Top of Data section

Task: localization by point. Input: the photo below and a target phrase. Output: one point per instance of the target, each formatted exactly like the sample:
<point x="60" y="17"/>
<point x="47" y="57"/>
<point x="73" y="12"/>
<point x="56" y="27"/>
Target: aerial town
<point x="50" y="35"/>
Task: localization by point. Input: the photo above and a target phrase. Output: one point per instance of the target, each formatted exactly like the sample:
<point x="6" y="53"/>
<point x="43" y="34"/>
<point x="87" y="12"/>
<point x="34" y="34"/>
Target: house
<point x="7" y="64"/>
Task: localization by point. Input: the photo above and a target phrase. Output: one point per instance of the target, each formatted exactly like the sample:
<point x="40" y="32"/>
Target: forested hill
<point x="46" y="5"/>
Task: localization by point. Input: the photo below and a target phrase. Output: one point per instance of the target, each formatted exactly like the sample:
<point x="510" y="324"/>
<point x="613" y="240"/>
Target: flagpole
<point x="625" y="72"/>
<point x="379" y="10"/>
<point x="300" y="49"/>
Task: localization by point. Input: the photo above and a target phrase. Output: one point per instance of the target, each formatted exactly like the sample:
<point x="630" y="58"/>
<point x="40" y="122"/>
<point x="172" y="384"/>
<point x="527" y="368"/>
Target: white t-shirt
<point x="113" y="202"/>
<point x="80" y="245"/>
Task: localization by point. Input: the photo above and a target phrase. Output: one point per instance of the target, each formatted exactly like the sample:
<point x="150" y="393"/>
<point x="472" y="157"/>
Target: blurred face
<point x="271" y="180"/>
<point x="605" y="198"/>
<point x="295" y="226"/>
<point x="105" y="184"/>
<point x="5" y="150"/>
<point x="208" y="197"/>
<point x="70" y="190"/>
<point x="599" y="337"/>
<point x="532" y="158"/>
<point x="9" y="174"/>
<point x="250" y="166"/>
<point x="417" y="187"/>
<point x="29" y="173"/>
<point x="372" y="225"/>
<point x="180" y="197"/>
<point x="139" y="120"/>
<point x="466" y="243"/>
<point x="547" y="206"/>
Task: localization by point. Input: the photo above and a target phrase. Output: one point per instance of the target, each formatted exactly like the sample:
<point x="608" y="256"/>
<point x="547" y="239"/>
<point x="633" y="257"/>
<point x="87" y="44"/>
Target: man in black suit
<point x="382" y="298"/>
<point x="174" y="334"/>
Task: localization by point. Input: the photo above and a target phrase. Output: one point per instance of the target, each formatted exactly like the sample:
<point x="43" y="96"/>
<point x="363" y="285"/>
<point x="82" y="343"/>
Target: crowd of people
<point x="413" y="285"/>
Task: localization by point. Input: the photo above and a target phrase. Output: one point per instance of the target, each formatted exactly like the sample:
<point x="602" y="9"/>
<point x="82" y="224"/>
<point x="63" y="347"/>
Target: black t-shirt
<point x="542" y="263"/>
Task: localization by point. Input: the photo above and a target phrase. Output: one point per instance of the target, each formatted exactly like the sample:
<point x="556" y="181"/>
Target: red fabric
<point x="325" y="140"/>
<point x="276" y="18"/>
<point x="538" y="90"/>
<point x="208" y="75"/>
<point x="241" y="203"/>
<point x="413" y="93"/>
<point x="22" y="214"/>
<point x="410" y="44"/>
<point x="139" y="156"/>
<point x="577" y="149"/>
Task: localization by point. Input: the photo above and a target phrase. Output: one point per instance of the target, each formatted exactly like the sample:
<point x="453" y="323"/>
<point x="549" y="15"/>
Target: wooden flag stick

Bottom of Data section

*What the exercise asks*. Could you reproduce every record above exactly as it appears?

*Exercise answer*.
Task: localization by point. Input: the photo below and a target phrase. Output: one point per instance of the target, each formatted exactly like the sample:
<point x="60" y="17"/>
<point x="47" y="57"/>
<point x="73" y="12"/>
<point x="56" y="27"/>
Target: aerial town
<point x="50" y="35"/>
Task: localization by point. Input: the photo above and a target phrase. Output: one point per instance of the target, each formatted exactly like the sample:
<point x="6" y="53"/>
<point x="43" y="34"/>
<point x="87" y="12"/>
<point x="34" y="34"/>
Target: house
<point x="7" y="64"/>
Task: localization by point. Input: the photo above and a target phrase. Output: one point per instance of the target, each formatted exactly like the sample:
<point x="40" y="32"/>
Target: forested hill
<point x="46" y="5"/>
Task: localization by point. Input: the photo below and a target phrase. Output: one point per instance of the target, each formatted exactly like the sample:
<point x="510" y="324"/>
<point x="613" y="240"/>
Target: flagpole
<point x="625" y="72"/>
<point x="379" y="10"/>
<point x="300" y="49"/>
Task: localization by point. Input: the photo above and a target phrase. Output: one point per instance of the target, each formatted exactly like the sample:
<point x="630" y="58"/>
<point x="40" y="122"/>
<point x="172" y="384"/>
<point x="527" y="368"/>
Target: white t-shirt
<point x="113" y="202"/>
<point x="80" y="245"/>
Task: localization by point. Input: the photo above and a target phrase. Output: one point per instance of the target, each formatted exactly like the sample:
<point x="150" y="393"/>
<point x="472" y="157"/>
Target: blurred face
<point x="271" y="180"/>
<point x="605" y="198"/>
<point x="295" y="226"/>
<point x="105" y="184"/>
<point x="5" y="150"/>
<point x="208" y="197"/>
<point x="70" y="190"/>
<point x="599" y="337"/>
<point x="532" y="158"/>
<point x="9" y="174"/>
<point x="250" y="166"/>
<point x="417" y="187"/>
<point x="29" y="173"/>
<point x="372" y="225"/>
<point x="180" y="197"/>
<point x="139" y="120"/>
<point x="466" y="243"/>
<point x="547" y="206"/>
Task: localization by point. Input: the photo above and a target phrase. Output: one point per instance of the target, each formatted exactly like the sample:
<point x="608" y="256"/>
<point x="547" y="239"/>
<point x="633" y="257"/>
<point x="87" y="44"/>
Target: man in black suit
<point x="382" y="298"/>
<point x="174" y="334"/>
Task: localization by point. Input: the photo above and a target phrase. Output: one point per instance of the target, each formatted exactly like the sample:
<point x="43" y="96"/>
<point x="363" y="285"/>
<point x="82" y="343"/>
Target: crowd of people
<point x="413" y="285"/>
Task: localization by point. Input: the photo above and a target phrase. Output: one point per instance of the target, each formatted exactly like the sample:
<point x="602" y="9"/>
<point x="82" y="224"/>
<point x="63" y="347"/>
Target: black t-shirt
<point x="542" y="263"/>
Task: localization by point. Input: the photo above and a target phrase. Output: one point per instance of the target, each formatted exactly like the sample:
<point x="556" y="181"/>
Target: red fabric
<point x="325" y="140"/>
<point x="276" y="18"/>
<point x="538" y="90"/>
<point x="208" y="75"/>
<point x="241" y="203"/>
<point x="413" y="93"/>
<point x="22" y="214"/>
<point x="410" y="44"/>
<point x="139" y="156"/>
<point x="577" y="149"/>
Task: localization by point. Input: the photo above and a target phrase. Output: one point per instance of the target, each formatted exactly like the sample:
<point x="453" y="323"/>
<point x="549" y="15"/>
Target: wooden flag stick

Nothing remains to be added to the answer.